Spring clean your finances (without living like a monk)

  •  By
  •  Murray Humphrey

When we were brainstorming solutions for our financial spring clean, one of our team foolishly went down the road of nanny state nagging.

You’ve read those kinds of articles: ‘maybe it’s time to cancel those subscriptions that leech money out of your bank account every month and do you really need that posh coffee?’ type of patronising twaddle.

That’s not us. It’s your money; spend it how you like. But if you are looking to get a bit more bang for your buck, here’s how you can make your moolah do more without giving up the mochas.

Budgeting like a boss

Now that we can tap a card or a device to pay for things, it’s really easy to spend money but harder to track it. Managing your money can feel like a big mountain to climb. How can you possibly keep track of everything you spend? Though the words ‘monthly budget’ might feel like a chore, here’s a good reason to keep reading: you will feel happier.

87% of Brits told us that financial stress impacts their mental health.

Feeling in control of your money can have a positive impact on your wellbeing. In a survey of 1000 nationally representative people we conducted at the end of 2022, 87% of Brits told us financial stress was impacting their mental health. If you're overspending on something (hello, online shopping addiction), a budget helps you see that and adjust your habits.

If you’re savvy with a spreadsheet, this is certainly one life moment they are good for. Pen and paper is just fine too. If neither of those appeals, stick with us – we’ve got suggestions for easy app alternatives further down.

To understand what you are spending your money on, you need visibility of everything. Let’s start with the basics:

Food and shelter

  • Your rent or mortgage payments will be the same every month and your weekly food shop will mostly average out the same over a month.
  • We’re just talking about the stuff you store in your kitchen here. We’re not talking about the Deliveroo deliveries or the takeaway coffees – they’re coming out of your ‘fun’ budget (more of which later).

Bills, bills, bills

  • Also consistent will be the services that you pay for: electricity, gas, council tax, phone, wifi and water. If you know what you are paying every month, you can set that amount aside.
  • Then add in the things you choose to pay for monthly: insurance, subscriptions or memberships of any kind (Netflix, your gym). If you have to spend money travelling to work (on public transport or petrol) add that in. 

Savings

  • Both long and short term. Saving for a deposit to buy a property or a new car might take a few years, while how much you’d like to accumulate in your pension pot is going to take longer. Then there are the things that come up annually: birthdays, holidays and Christmas to pay for.

Phew! There’s a lot to pay for, right? Once you have set aside the money from your wages for all of the above, the rest is your fun budget – what you’ve got for everything else you want to do, be it drinks with your mates, zumba classes or bird watching. No judgement here.

Just as the Penfold app will give you a clearer picture of the money you have saved and what it will pay for when you stop working, there are lots of apps that bring clarity to your spending and help you budget if you’re not a fan of a spreadsheet.

Request 1: In the personal finance article, rewrite everything from "Food and shelter" down to "add that in.", swapping "Netflix" for "Spotify".
The entries that follow have no connection to the personal finance article.

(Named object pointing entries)
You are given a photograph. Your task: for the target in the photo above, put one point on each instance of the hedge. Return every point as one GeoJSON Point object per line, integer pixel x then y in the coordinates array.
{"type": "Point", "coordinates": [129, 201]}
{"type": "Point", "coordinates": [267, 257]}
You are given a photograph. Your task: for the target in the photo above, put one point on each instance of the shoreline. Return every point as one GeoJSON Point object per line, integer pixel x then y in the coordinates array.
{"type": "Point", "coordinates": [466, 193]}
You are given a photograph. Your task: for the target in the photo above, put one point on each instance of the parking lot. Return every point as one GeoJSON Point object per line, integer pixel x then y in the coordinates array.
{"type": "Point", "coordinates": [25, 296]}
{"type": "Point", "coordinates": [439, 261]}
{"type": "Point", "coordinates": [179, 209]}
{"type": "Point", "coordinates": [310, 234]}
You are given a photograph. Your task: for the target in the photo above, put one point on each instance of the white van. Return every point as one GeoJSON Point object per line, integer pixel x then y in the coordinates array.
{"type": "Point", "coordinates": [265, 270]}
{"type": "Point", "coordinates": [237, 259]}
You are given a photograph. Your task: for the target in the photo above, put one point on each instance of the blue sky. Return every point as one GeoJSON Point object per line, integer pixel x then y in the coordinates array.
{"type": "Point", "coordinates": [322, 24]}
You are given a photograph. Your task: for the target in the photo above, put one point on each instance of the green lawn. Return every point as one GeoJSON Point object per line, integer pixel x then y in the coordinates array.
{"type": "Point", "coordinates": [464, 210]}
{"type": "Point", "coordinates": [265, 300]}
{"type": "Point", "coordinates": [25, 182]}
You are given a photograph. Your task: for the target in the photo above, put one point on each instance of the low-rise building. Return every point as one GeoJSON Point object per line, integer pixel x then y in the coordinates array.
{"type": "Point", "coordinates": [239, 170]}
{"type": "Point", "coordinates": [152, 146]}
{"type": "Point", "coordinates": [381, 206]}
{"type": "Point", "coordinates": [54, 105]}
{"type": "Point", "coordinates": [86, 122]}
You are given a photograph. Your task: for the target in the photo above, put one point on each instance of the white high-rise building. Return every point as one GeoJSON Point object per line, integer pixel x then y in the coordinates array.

Request 2: Report how many lines in the entries contain the string "white", giving only the number.

Exercise output 1:
Food and shelter

  • Your rent or mortgage payments will be the same every month and your weekly food shop will mostly average out the same over a month.
  • We’re just talking about the stuff you store in your kitchen here. We’re not talking about the Deliveroo deliveries or the takeaway coffees – they’re coming out of your ‘fun’ budget (more of which later).

Bills, bills, bills

  • Also consistent will be the services that you pay for: electricity, gas, council tax, phone, wifi and water. If you know what you are paying every month, you can set that amount aside.
  • Then add in the things you choose to pay for monthly: insurance, subscriptions or memberships of any kind (Spotify, your gym). If you have to spend money travelling to work (on public transport or petrol) add that in.

Exercise output 2: 2